[Extracted data entries]

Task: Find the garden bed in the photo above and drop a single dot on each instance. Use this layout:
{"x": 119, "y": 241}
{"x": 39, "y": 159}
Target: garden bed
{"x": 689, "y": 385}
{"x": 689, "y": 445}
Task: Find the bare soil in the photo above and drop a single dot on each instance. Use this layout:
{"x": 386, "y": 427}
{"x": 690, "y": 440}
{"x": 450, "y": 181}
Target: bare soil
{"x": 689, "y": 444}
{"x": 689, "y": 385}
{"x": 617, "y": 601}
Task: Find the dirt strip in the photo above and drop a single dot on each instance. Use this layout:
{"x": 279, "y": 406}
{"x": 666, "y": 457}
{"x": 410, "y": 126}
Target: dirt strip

* _Task description_:
Would you copy each line of the data exactly as it appears above?

* _Expected answer_:
Task: Find the garden bed in the photo above and drop a single dot on each instance. Use this layout:
{"x": 119, "y": 241}
{"x": 39, "y": 159}
Target: garden bed
{"x": 689, "y": 385}
{"x": 689, "y": 445}
Task: Find the bare soil in the photo above and drop a single dot on each instance. Use this layout:
{"x": 386, "y": 427}
{"x": 690, "y": 440}
{"x": 450, "y": 181}
Target: bare soil
{"x": 689, "y": 444}
{"x": 689, "y": 385}
{"x": 617, "y": 601}
Task: Find the dirt strip in the photo above and drop a single dot on each instance. Use this layout:
{"x": 279, "y": 406}
{"x": 666, "y": 457}
{"x": 410, "y": 126}
Target: dirt strip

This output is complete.